Most people think of sound as something that stops at the ears. But new research out of Japan suggests it may go much deeper — straight to the building blocks of your body.
A study from Kyoto University, published in Communications Biology, has shown that certain sound waves can trigger real, measurable changes inside cells. The findings could shake up the way scientists think about how the body responds to the environment — and how sound might someday be used in medicine.
In their experiment, researchers focused on murine myoblasts, which are essentially muscle-forming cells from mice. They exposed the cells to three types of sound: a steady tone at 440 Hz (the same pitch as a musical A), a much higher tone at 14 kHz, and a blast of white noise. Each sound was delivered using a vibration transducer that applied about 100 pascals of pressure — roughly the kind of pressure that naturally exists in the body’s tissues.
What happened next surprised them. After just two hours of sound exposure, the activity of 42 genes had shifted. That number jumped to 145 after 24 hours. The affected genes were tied to things like stress responses, cell movement, and even fat formation.
Rather than a uniform reaction, the genes behaved in different ways. Some switched on suddenly, then off again. Others ramped up gradually and stayed on — a pattern that looked more like how the body responds to hormones. The team labeled these two groups “spiked” and “triggered.”
One gene in particular, Ptgs2, stood out. It’s involved in inflammation and healing, and it switched on quickly in response to sound. That activation depended on a protein called FAK — focal adhesion kinase — which helps cells respond to mechanical changes in their environment.
One especially intriguing result: sound seemed to interfere with the process of fat cell development. The researchers noticed that pre-fat cells were less likely to mature into full fat cells after being exposed to sound, hinting at possible future applications in obesity or fat management — without drugs or surgery.
Altogether, the team identified around 190 genes that responded to sound, touching on key biological areas like cell adhesion, movement, programmed cell death, and even blood vessel growth — all of which play a part in how the body repairs and rebuilds tissue.
The idea that sound can travel through the body isn’t new. It’s not limited to your eardrums. Sound waves move through muscle, fat, and bone. One older study showed that loud sounds can reach an unborn child in the womb with only a small drop in volume — around 5 to 7 decibels — delivering about 2 pascals of pressure. During intense physical activity, tissue pressures can soar to over 400,000 pascals, which may have effects on muscle and bone development that scientists still don’t fully understand.
“Since sound is non-material, acoustic stimulation is a tool that is non-invasive, safe, and immediate, and will likely benefit medicine and healthcare,” said corresponding author Masahiro Kumeta, per The Brighter Side of News.
This research raises big questions about how our bodies may be tuned in to the sonic environment around us — not just through the ears, but possibly at a cellular level. If sound can guide gene expression, even slightly, it opens the door to all sorts of possibilities, from speeding up healing to managing body fat to influencing how cells grow.

(Dataset excerpts)
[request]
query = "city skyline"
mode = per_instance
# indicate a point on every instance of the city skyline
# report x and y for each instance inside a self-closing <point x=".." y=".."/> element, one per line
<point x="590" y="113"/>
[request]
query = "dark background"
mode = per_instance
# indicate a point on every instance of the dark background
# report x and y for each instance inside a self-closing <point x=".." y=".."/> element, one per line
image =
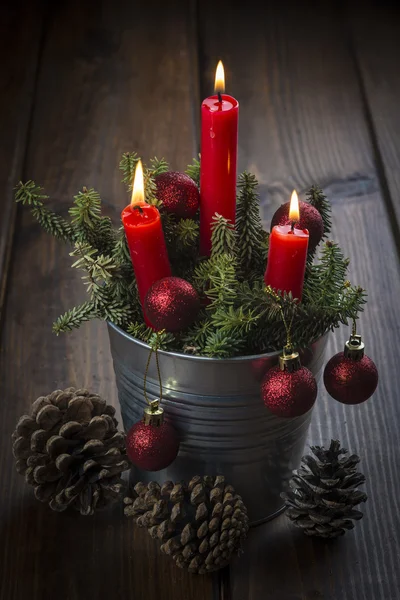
<point x="82" y="82"/>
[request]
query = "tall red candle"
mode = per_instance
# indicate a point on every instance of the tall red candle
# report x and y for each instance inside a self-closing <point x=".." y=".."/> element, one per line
<point x="287" y="255"/>
<point x="145" y="238"/>
<point x="219" y="138"/>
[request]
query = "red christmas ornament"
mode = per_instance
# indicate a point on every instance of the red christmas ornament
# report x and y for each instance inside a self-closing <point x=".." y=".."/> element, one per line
<point x="351" y="377"/>
<point x="289" y="390"/>
<point x="310" y="218"/>
<point x="152" y="444"/>
<point x="172" y="304"/>
<point x="179" y="194"/>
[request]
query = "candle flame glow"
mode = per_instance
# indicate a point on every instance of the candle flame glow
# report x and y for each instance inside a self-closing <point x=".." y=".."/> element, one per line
<point x="294" y="211"/>
<point x="138" y="186"/>
<point x="219" y="78"/>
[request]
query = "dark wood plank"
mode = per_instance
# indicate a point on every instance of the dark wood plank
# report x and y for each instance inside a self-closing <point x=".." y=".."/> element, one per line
<point x="375" y="29"/>
<point x="20" y="37"/>
<point x="114" y="76"/>
<point x="302" y="121"/>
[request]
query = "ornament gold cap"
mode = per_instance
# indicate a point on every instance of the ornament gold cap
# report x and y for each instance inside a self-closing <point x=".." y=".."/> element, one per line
<point x="153" y="414"/>
<point x="289" y="360"/>
<point x="354" y="347"/>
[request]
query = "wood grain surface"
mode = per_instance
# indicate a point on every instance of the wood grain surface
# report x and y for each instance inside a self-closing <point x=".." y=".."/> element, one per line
<point x="376" y="45"/>
<point x="303" y="121"/>
<point x="318" y="89"/>
<point x="21" y="30"/>
<point x="111" y="79"/>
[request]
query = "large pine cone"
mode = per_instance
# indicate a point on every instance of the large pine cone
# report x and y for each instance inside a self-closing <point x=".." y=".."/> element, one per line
<point x="201" y="525"/>
<point x="70" y="451"/>
<point x="324" y="492"/>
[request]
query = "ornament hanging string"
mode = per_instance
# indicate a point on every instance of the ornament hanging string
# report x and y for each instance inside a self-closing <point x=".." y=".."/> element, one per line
<point x="153" y="349"/>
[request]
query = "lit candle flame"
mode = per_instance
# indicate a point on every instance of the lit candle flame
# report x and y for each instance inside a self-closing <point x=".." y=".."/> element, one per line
<point x="138" y="186"/>
<point x="219" y="86"/>
<point x="294" y="211"/>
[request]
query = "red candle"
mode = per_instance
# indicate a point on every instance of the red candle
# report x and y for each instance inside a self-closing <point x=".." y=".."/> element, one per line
<point x="219" y="138"/>
<point x="145" y="238"/>
<point x="287" y="254"/>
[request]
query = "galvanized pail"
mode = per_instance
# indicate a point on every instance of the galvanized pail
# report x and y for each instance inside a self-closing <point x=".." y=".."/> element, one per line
<point x="215" y="405"/>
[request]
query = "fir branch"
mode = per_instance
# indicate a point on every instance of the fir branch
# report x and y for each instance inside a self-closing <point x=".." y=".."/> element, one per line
<point x="116" y="312"/>
<point x="222" y="237"/>
<point x="221" y="345"/>
<point x="30" y="194"/>
<point x="88" y="223"/>
<point x="158" y="166"/>
<point x="162" y="339"/>
<point x="240" y="316"/>
<point x="86" y="209"/>
<point x="127" y="165"/>
<point x="217" y="280"/>
<point x="317" y="198"/>
<point x="140" y="331"/>
<point x="73" y="319"/>
<point x="235" y="321"/>
<point x="193" y="170"/>
<point x="53" y="224"/>
<point x="187" y="234"/>
<point x="251" y="236"/>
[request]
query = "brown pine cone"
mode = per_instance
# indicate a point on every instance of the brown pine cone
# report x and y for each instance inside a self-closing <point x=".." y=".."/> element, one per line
<point x="201" y="525"/>
<point x="71" y="452"/>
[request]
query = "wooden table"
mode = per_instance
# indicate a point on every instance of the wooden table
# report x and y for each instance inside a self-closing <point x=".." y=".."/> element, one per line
<point x="319" y="90"/>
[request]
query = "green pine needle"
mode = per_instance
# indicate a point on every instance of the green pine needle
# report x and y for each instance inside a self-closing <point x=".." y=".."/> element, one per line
<point x="223" y="236"/>
<point x="239" y="315"/>
<point x="251" y="237"/>
<point x="75" y="317"/>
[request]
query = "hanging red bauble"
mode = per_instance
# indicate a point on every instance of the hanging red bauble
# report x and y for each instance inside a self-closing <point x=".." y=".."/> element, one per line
<point x="310" y="218"/>
<point x="152" y="444"/>
<point x="289" y="390"/>
<point x="179" y="194"/>
<point x="351" y="377"/>
<point x="172" y="304"/>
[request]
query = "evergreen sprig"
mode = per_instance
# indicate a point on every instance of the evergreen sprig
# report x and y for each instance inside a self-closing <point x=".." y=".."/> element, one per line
<point x="223" y="237"/>
<point x="251" y="237"/>
<point x="32" y="195"/>
<point x="239" y="315"/>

### [TASK DESCRIPTION]
Retype the passage of the article on sound and cells from "One gene in" to "in their environment." word for word.

### [ANSWER BELOW]
One gene in particular, Ptgs2, stood out. It’s involved in inflammation and healing, and it switched on quickly in response to sound. That activation depended on a protein called FAK — focal adhesion kinase — which helps cells respond to mechanical changes in their environment.